- Task requirements -
Please find each line in the data below that contains the word "needs", and copy those lines out in full.
──────────
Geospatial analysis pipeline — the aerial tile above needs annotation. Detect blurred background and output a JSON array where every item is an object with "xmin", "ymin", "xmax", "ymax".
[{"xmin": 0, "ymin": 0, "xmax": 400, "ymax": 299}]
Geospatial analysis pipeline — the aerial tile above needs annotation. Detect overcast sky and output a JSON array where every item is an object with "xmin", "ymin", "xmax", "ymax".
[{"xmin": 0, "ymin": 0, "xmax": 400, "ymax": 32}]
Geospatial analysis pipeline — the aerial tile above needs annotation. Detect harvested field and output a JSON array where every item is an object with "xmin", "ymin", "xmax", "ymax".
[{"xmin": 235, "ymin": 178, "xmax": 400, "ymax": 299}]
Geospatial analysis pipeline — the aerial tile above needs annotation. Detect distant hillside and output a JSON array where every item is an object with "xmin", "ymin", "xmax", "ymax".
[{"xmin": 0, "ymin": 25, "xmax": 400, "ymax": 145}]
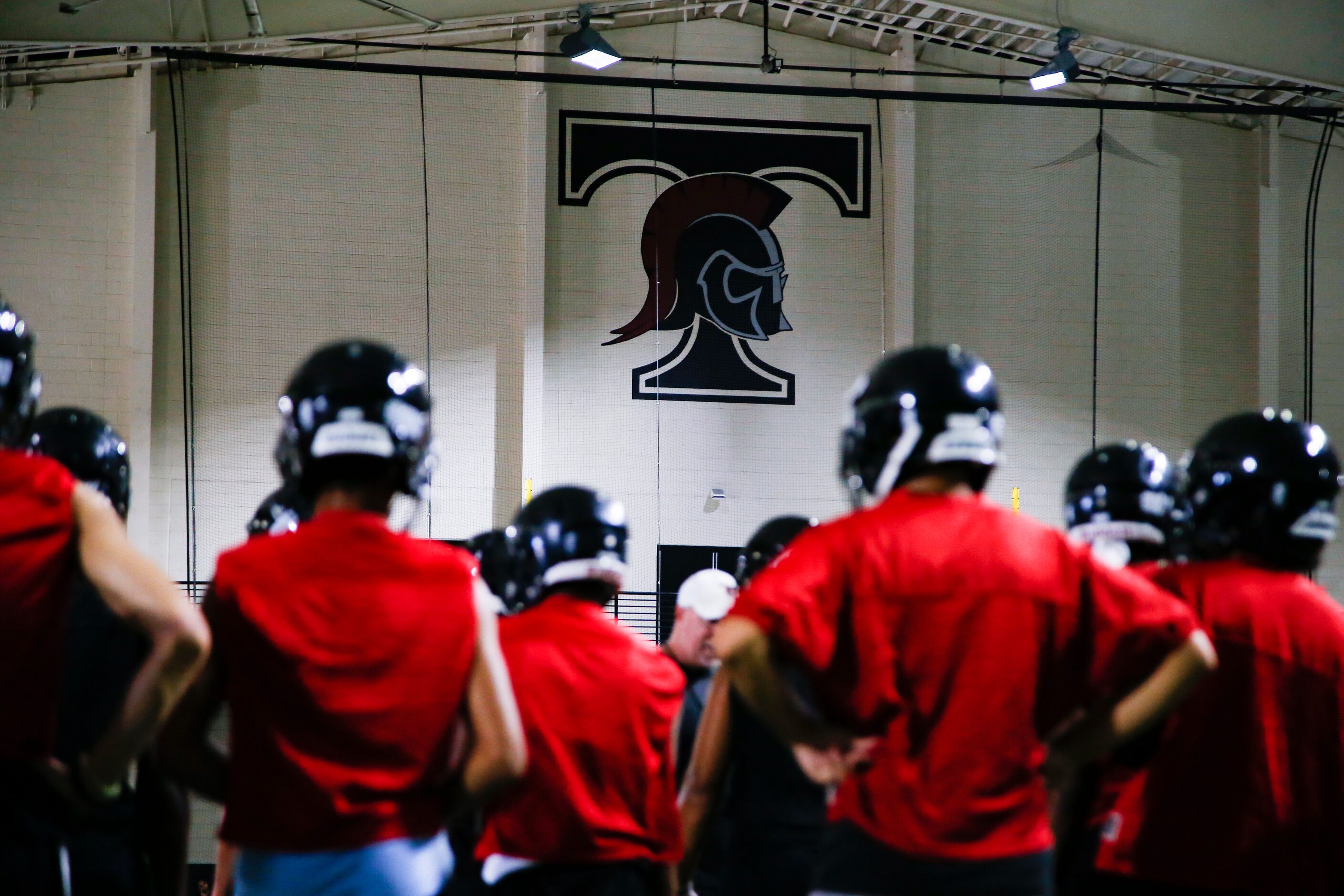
──────────
- Written solution -
Geospatial analysis pipeline — the aerial tile above needs annotation. Detect blurred background and output a JSON array where every item is an object with "xmin", "ymin", "xmax", "ymax".
Geospatial analysis pipeline — the aerial tile above needs annotation. Detect overcast sky and output a JSON array where every item is an object with "xmin", "ymin", "xmax", "ymax".
Geospatial analysis pipeline — the aerial tile above needs annotation. Detect harvested field and output a JSON array where every item is an object with "xmin", "ymin", "xmax", "ymax".
Geospatial analysis pipeline — the aerial tile above needs annotation. Detect distant hillside and output a JSON array where every item is an object with "xmin", "ymin", "xmax", "ymax".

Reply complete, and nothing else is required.